### SOURCE

What is the difference between denominator layout and numerator layout?

In the denominator layout (Jacobian formulation), differentiating a scalar by a vector yields a column vector. In the numerator layout (Hessian formulation), it yields a row vector. The denominator layout is dominant in machine learning and statistics. Formulas differ by a transpose depending on the convention, so care is needed when reading different references.

What are the most commonly used matrix calculus formulas?

The most frequently used formulas are: ∂(Ax)/∂x = Aᵀ (linear transformation), ∂(xᵀAx)/∂x = (A + Aᵀ)x (quadratic form), ∂tr(AX)/∂X = Aᵀ (trace derivative), and ∂log|X|/∂X = X⁻ᵀ (log-determinant derivative). Quadratic forms and trace derivatives are especially common in machine learning.

What fields use vector/matrix calculus?

It is used in machine learning (gradient computation for loss functions, backpropagation), statistics (maximum likelihood estimation, Fisher information matrix), optimization (Newton's method, quasi-Newton methods), control engineering (LQR, Kalman filter), physics simulations, signal processing, and econometrics, among many others.

What is the difference between vector differentiation and matrix differentiation?

Vector differentiation refers to differentiating a scalar or vector with respect to a vector (producing gradients or Jacobian matrices). Matrix differentiation refers to differentiating a scalar or matrix with respect to a matrix (involving trace and determinant derivative formulas). Together they are called Matrix Calculus.

Vector & Matrix Calculus

Q: What is vector/matrix calculus?

Vector/matrix calculus (Matrix Calculus) is a field that systematically handles differentiation of functions whose variables are scalars, vectors, or matrices. By organizing partial derivatives into matrix and vector forms, it enables concise notation for gradient computations in machine learning, maximum likelihood estimation in statistics, and more.

######
### MATERIAL SUPPLIED

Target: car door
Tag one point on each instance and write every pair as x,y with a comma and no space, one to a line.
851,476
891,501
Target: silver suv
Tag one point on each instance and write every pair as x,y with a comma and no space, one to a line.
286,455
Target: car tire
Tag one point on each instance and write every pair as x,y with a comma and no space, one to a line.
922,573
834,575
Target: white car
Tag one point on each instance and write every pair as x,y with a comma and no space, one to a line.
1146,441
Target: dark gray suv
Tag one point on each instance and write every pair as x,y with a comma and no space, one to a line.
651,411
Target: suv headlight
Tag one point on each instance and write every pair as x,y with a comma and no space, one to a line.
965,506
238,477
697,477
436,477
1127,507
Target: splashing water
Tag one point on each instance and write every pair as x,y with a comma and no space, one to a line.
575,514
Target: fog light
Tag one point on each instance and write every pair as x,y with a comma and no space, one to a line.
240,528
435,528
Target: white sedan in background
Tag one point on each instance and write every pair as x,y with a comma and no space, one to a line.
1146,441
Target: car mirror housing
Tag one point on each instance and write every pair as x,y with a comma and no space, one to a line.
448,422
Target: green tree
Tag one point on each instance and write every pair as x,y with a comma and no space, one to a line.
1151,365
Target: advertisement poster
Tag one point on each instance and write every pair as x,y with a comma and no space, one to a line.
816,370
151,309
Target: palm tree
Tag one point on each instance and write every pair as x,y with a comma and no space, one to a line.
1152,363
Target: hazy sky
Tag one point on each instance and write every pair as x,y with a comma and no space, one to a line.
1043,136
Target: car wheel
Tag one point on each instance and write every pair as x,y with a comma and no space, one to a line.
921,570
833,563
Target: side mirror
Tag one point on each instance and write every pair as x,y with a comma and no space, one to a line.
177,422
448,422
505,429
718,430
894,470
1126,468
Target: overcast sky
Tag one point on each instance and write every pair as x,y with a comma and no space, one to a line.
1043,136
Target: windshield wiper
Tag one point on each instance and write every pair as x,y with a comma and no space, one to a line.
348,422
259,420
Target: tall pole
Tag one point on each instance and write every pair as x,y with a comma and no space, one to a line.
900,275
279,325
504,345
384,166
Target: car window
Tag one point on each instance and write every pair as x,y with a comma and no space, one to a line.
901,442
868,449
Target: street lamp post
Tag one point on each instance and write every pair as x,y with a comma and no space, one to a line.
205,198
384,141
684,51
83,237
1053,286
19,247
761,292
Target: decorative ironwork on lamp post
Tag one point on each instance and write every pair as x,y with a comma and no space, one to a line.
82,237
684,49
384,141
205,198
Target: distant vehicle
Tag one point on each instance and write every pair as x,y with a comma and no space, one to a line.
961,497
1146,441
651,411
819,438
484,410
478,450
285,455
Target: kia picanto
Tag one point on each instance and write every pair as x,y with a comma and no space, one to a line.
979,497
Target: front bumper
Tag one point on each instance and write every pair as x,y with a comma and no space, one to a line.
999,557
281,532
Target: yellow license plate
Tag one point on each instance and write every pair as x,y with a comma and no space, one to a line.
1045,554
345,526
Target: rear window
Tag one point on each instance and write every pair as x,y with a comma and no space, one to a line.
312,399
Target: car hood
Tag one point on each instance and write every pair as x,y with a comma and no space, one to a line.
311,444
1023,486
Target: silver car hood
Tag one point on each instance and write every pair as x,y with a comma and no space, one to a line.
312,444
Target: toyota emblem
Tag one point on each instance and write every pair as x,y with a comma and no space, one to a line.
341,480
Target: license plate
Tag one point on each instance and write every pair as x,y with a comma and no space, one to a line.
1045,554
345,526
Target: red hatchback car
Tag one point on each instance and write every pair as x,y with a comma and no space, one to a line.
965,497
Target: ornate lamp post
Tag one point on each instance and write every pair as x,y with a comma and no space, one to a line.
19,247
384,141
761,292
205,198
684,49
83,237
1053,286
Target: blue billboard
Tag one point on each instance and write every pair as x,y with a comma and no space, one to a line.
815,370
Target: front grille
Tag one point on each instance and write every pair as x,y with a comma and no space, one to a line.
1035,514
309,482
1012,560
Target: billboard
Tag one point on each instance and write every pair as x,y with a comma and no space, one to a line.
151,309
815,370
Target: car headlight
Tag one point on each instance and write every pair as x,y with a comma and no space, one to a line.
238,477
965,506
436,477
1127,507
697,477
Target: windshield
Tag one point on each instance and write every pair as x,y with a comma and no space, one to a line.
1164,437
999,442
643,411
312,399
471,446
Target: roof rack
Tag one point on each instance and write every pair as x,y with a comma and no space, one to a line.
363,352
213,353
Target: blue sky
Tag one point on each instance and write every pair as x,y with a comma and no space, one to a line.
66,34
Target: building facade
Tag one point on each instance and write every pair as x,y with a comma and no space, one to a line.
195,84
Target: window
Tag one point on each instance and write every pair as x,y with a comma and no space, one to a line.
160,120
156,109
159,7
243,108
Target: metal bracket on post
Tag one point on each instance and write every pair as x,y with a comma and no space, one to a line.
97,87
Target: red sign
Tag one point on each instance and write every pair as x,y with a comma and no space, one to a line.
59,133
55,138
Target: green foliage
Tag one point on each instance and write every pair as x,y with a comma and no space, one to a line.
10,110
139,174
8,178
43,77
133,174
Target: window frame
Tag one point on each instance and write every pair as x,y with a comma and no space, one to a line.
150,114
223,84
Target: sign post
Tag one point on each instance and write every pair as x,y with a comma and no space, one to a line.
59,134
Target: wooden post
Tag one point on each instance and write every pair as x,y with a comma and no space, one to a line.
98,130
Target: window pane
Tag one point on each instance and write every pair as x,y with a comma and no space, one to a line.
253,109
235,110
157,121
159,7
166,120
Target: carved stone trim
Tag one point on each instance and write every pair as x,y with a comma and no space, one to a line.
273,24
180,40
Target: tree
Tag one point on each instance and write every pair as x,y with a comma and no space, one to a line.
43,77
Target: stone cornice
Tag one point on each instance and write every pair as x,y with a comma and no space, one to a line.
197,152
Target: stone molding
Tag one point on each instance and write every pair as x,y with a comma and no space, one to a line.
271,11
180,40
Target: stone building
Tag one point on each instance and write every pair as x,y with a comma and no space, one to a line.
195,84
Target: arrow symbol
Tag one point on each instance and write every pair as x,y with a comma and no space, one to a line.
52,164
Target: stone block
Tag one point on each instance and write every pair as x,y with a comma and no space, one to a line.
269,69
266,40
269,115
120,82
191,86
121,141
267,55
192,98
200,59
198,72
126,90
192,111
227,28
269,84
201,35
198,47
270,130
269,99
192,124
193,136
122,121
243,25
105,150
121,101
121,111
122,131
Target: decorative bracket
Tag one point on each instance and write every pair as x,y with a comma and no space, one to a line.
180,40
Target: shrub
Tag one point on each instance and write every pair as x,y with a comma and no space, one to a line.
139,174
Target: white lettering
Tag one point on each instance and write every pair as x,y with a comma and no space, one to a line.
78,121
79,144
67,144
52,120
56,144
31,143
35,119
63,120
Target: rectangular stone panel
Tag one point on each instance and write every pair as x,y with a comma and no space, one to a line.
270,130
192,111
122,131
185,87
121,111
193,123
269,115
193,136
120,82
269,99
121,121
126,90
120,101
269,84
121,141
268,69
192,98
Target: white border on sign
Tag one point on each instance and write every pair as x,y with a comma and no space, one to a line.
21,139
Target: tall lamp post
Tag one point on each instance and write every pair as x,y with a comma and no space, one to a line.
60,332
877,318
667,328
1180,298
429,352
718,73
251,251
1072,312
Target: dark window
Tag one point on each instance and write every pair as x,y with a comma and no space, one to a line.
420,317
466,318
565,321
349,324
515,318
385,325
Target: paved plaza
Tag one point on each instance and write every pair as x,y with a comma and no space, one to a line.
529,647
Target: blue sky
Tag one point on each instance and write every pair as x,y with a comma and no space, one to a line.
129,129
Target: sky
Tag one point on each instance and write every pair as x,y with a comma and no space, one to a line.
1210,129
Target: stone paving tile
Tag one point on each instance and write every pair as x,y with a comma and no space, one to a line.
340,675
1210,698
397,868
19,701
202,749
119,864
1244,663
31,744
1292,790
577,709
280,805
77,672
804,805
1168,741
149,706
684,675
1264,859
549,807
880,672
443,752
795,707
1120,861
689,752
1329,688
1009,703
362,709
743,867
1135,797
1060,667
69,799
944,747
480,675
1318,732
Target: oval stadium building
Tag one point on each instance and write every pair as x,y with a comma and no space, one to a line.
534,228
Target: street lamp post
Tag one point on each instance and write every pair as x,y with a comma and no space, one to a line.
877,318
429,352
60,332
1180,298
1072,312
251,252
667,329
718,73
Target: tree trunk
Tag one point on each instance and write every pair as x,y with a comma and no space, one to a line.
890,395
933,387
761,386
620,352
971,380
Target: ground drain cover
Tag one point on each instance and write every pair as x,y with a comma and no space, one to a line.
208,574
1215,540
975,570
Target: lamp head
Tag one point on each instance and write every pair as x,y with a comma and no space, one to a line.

######

- [DESCRIPTION OF THE TASK]: Extend the question-and-answer text on matrix calculus above, starting after its last answer.

- [TASK OUTPUT]:
Formula Cheat Sheet, Proofs & Applications — 16 Chapters + 22 Applied Fields

What Is Vector/Matrix Calculus?

Vector/matrix calculus (Matrix Calculus) is a field that systematically handles differentiation of functions whose variables are scalars, vectors, or matrices. By organizing partial derivatives into matrix and vector forms, it enables concise notation for multi-dimensional gradient computations.

Intuitive Understanding

The derivative of a single-variable function $f(x)$ is the scalar $\dfrac{df}{dx}$. What happens when we differentiate an $n$-variable function $f(\boldsymbol{x})$ with respect to $\boldsymbol{x} = (x_1, \ldots, x_n)^\top$? The answer is the gradient vector (a vector of all partial derivatives):

$$\frac{\partial f}{\partial \boldsymbol{x}} = \begin{pmatrix} \dfrac{\partial f}{\partial x_1} \\[6pt] \vdots \\[6pt] \dfrac{\partial f}{\partial x_n} \end{pmatrix}$$

Similarly, differentiating a vector-valued function $\boldsymbol{f}(\boldsymbol{x})$ with respect to a vector yields the Jacobian matrix, and differentiating a scalar function with respect to a matrix $\boldsymbol{X}$ yields the matrix gradient. This is the fundamental idea behind vector and matrix differentiation.

Types of Differentiation and Result Shapes

Function	Variable	Result Shape	Name
Scalar $f$	Vector $\boldsymbol{x} \in \mathbb{R}^n$	$n$-dim vector	Gradient
Vector $\boldsymbol{f} \in \mathbb{R}^m$	Vector $\boldsymbol{x} \in \mathbb{R}^n$	$n \times m$ matrix	Jacobian matrix
Scalar $f$	Vector $\boldsymbol{x}$ (2nd derivative)	$n \times n$ matrix	Hessian matrix
Scalar $f$	Matrix $\boldsymbol{X} \in \mathbb{R}^{m \times n}$	$m \times n$ matrix	Matrix gradient

Why Is It Needed?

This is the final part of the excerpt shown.